### Exercise brief
Restate all of the entries verbatim.

### Records provided
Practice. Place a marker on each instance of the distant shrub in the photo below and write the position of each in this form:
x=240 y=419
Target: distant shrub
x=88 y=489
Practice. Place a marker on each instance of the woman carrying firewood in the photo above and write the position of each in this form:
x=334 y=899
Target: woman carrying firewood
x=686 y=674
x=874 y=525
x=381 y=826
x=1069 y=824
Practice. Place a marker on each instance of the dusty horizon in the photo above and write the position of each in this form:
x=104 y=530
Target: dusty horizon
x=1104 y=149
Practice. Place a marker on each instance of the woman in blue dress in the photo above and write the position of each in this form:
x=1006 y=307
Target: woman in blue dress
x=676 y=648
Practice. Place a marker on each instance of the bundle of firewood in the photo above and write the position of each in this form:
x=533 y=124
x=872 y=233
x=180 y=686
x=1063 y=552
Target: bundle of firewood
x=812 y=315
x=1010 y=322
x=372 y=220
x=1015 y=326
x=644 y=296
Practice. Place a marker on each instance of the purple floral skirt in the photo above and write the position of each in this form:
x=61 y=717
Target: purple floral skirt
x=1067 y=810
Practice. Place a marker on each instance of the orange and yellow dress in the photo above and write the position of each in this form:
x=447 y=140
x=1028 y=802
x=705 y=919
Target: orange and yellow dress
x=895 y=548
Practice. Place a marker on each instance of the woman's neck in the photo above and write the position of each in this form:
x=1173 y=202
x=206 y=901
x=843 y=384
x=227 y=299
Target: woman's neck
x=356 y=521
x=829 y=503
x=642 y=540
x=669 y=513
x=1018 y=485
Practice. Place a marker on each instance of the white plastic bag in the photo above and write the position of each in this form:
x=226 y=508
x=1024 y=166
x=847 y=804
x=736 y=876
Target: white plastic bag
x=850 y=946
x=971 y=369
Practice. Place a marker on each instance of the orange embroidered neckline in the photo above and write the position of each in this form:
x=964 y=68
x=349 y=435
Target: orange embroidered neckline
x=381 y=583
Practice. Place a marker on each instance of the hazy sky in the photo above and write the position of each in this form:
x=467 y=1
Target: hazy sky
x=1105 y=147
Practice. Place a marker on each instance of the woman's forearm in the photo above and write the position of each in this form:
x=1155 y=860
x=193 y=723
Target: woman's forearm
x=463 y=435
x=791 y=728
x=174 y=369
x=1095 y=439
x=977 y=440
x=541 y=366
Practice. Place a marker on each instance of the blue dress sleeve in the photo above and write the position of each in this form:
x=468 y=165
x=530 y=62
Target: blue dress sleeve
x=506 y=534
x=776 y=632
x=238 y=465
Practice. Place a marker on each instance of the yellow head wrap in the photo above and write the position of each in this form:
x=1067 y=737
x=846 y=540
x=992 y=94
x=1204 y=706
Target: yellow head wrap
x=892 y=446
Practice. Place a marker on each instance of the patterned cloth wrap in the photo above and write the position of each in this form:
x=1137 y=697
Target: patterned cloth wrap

### Written answer
Practice. Place a marker on each instance of the distant shrub in the photo below and write the position of each in this form:
x=240 y=419
Target: distant shrub
x=88 y=489
Practice. Place a marker on each instance of the woman carrying firewood in the photo above and write the position of each in this form:
x=334 y=899
Target: woman carrying firewood
x=686 y=674
x=874 y=525
x=381 y=826
x=1069 y=824
Practice. Place a marker on each instance of the dusty horizon in the photo above and write the position of each in this form:
x=104 y=530
Target: dusty horizon
x=1104 y=149
Practice. Place a marker on each instance of the woman in blue dress in the photo above and write the position of each in this form:
x=1006 y=307
Target: woman in blue dress
x=676 y=648
Practice. Place a marker on each instance of the bundle of firewood in the photo above and write the position of each in this form:
x=533 y=124
x=872 y=233
x=180 y=686
x=1063 y=552
Target: bundle of firewood
x=812 y=315
x=1010 y=322
x=372 y=220
x=1015 y=326
x=644 y=296
Practice. Place a marker on each instance of the purple floral skirt in the photo above and write the position of each in this form:
x=61 y=717
Target: purple floral skirt
x=1067 y=810
Practice. Place a marker on each instance of the orange and yellow dress in the photo above and write the position of each in this form:
x=447 y=140
x=1028 y=802
x=705 y=919
Target: orange and yellow dress
x=895 y=548
Practice. Place a marker on each instance of the woman's neck in the photo above and write the position of each in this form:
x=1173 y=202
x=206 y=901
x=843 y=384
x=227 y=299
Target: woman's neck
x=356 y=521
x=829 y=503
x=642 y=540
x=669 y=513
x=1018 y=485
Practice. Place a marker on each instance of the white plastic bag in the photo above and write the position of each in this form:
x=226 y=508
x=1024 y=166
x=847 y=804
x=736 y=876
Target: white plastic bag
x=850 y=946
x=971 y=369
Practice. Place a marker on each instance of the orange embroidered neckline in the photo above and write the position of each in this form:
x=964 y=68
x=349 y=435
Target: orange embroidered neckline
x=381 y=583
Practice. Place a marker on each instance of the hazy sky in the photo above and write the position of each in this form:
x=467 y=1
Target: hazy sky
x=1105 y=147
Practice. Place a marker on each instance of the woman's forearm in the photo above and write the position of each in this form:
x=1155 y=860
x=193 y=723
Target: woman's forearm
x=463 y=435
x=791 y=728
x=174 y=369
x=1095 y=439
x=977 y=440
x=541 y=366
Practice. Place a marker on each instance of the blue dress sleeve in the photo above and write the position of each in this form:
x=468 y=165
x=530 y=62
Target: blue dress sleeve
x=506 y=534
x=776 y=632
x=238 y=465
Practice. Place a marker on each instance of the yellow head wrap in the photo above and write the position of each in this form:
x=1067 y=737
x=846 y=540
x=992 y=94
x=1204 y=706
Target: yellow head wrap
x=892 y=446
Practice. Place a marker on each instance of the patterned cloth wrap in the photo above and write the position of each in this form:
x=1137 y=697
Target: patterned cloth wrap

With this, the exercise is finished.